И вот буржуа, которые ранее шли в храм Изиды и в «Кабачок смерти», потому что такова тогда была мода и быть в этих местах считалось шиком, ныне ходят туда по внутреннему влечению — к Изиде, чтоб как-нибудь, хотя по-язычески, но помолиться; в «Кабачок смерти», — чтоб испытать мистический ужас пред вечной загадкой существования, пред этой «всё примиряющей, всё выравнивающей, одинаково всех возлюбившей» вечной героиней декадентских стихов — смертью.
Пресыщенные и развратные буржуа, скептики и материалисты, вдруг круто поворачивают назад; является интерес к мистическим книгам средневековых монахов, из старого хлама библиотек достают трактаты о дьяволах и магии, в театре возрождается мистерия, в романах — католицизм; кожевенный заводчик Луи Падуан пишет брошюру о Сераписе и в ней пытается доказать, что никогда человек не создавал себе бога более истинного, живого и всеохватывающего, чем Серапис — бог, сотворённый Птолемеями, и, наконец, в 1894 году Жорж де-Буа насчитывает в Париже более двадцати всевозможных религиозных культов. А декадентское творчество всё разрастается, странные, развинченные и развинчивающие нервы сонеты наводняют страницы журналов, говоря о чём-то неясном, туманном и зловещем. Эти песни разлагающейся культуры звучат похоронным звоном зарвавшемуся, нервно истощённому и эгоистическому обществу и всё более истощают его.
Но как случилось, что отрицатели и анархисты-декаденты вдруг превратились в проповедников морали и учителей жизни?
Ответ прост. Все они более или менее заражены манией величия, хотят непременно совершить подвиги и насладиться обаянием славы. Это возможно только на почве служения людям. И вот они хотят дать людям то, в чём прежде всего нуждаются сами. Их вдохновение неискренно и аффектированно, их форма непроста и некрасива, но она странна, и это вызывает симпатии к ней. У них есть желания, но нет энергии, и, как всё культурное общество, они рабы жизни, болезненно бьются в ней, как мухи в паутине, и раздражительно жужжат, наводя уныние и тоску и своей работой ещё более обесцвечивая окружающее. Они желали бы на чём-нибудь укрепиться и не видят вокруг себя ни одной точки опоры; от этого они меняют свой цвет, как хамелеоны, сегодня морализируя, завтра являясь апологетами порока и виртуозами его.

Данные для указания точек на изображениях
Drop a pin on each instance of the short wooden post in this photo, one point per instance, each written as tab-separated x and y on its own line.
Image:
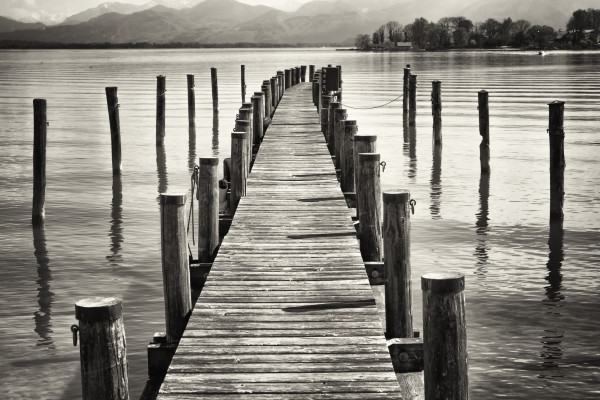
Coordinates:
215	88
161	89
102	349
346	152
368	197
208	209
243	75
330	138
191	101
396	256
335	141
484	130
257	118
412	99
238	178
326	99
175	265
112	101
444	336
557	159
436	110
38	212
405	86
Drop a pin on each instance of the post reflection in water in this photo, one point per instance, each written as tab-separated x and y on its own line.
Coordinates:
552	351
116	222
161	170
481	251
436	182
215	132
42	317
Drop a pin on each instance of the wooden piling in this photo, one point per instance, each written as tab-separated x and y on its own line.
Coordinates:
215	89
412	99
175	265
346	151
444	336
38	210
238	178
405	88
335	140
368	197
396	245
484	130
557	159
243	75
436	110
102	349
160	109
208	208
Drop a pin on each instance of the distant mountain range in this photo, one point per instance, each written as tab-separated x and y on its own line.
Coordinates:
231	21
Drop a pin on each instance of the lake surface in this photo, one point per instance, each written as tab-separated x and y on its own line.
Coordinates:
533	299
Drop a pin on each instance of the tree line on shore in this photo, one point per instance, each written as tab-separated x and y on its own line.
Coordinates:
583	31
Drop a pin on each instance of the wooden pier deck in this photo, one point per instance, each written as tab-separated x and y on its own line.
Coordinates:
287	311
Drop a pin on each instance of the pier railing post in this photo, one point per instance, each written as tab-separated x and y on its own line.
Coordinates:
368	196
208	209
160	109
436	110
346	151
215	89
484	130
102	349
38	211
444	336
557	159
396	245
175	265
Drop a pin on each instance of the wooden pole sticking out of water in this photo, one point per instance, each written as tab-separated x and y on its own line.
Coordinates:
436	110
444	336
38	212
161	89
102	349
215	89
243	74
368	196
412	99
396	245
208	209
557	159
484	130
175	265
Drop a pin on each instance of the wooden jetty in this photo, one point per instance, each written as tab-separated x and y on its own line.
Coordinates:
287	310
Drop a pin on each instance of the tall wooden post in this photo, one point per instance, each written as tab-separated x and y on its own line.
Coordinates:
112	102
484	130
368	197
335	140
238	178
175	265
346	152
243	75
436	110
557	159
444	336
208	209
215	89
160	109
102	349
412	99
38	212
396	245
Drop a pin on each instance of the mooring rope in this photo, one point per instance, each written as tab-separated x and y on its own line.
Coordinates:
370	108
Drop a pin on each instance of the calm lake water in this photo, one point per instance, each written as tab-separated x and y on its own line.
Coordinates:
533	300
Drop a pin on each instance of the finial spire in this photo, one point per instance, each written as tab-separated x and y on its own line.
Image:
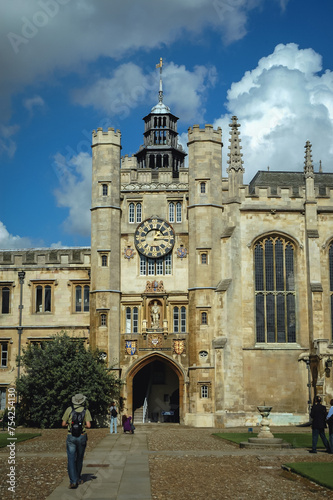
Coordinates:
235	156
160	93
308	164
320	167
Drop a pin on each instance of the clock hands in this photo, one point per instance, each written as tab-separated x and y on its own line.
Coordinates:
158	236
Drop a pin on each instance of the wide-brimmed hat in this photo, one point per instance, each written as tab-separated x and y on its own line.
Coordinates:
78	399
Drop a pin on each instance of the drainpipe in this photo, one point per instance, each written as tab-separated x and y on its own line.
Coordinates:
21	275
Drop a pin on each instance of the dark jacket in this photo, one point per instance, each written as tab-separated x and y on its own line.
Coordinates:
318	415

# [ЗАДАНИЕ]
Воспроизведите без изменений часть фрагмента страницы, начиная со слов «Ответ прост. Все» и до слов «и виртуозами его.» включительно.

# [РЕШЕНИЕ ЗАДАНИЯ]
Ответ прост. Все они более или менее заражены манией величия, хотят непременно совершить подвиги и насладиться обаянием славы. Это возможно только на почве служения людям. И вот они хотят дать людям то, в чём прежде всего нуждаются сами. Их вдохновение неискренно и аффектированно, их форма непроста и некрасива, но она странна, и это вызывает симпатии к ней. У них есть желания, но нет энергии, и, как всё культурное общество, они рабы жизни, болезненно бьются в ней, как мухи в паутине, и раздражительно жужжат, наводя уныние и тоску и своей работой ещё более обесцвечивая окружающее. Они желали бы на чём-нибудь укрепиться и не видят вокруг себя ни одной точки опоры; от этого они меняют свой цвет, как хамелеоны, сегодня морализируя, завтра являясь апологетами порока и виртуозами его.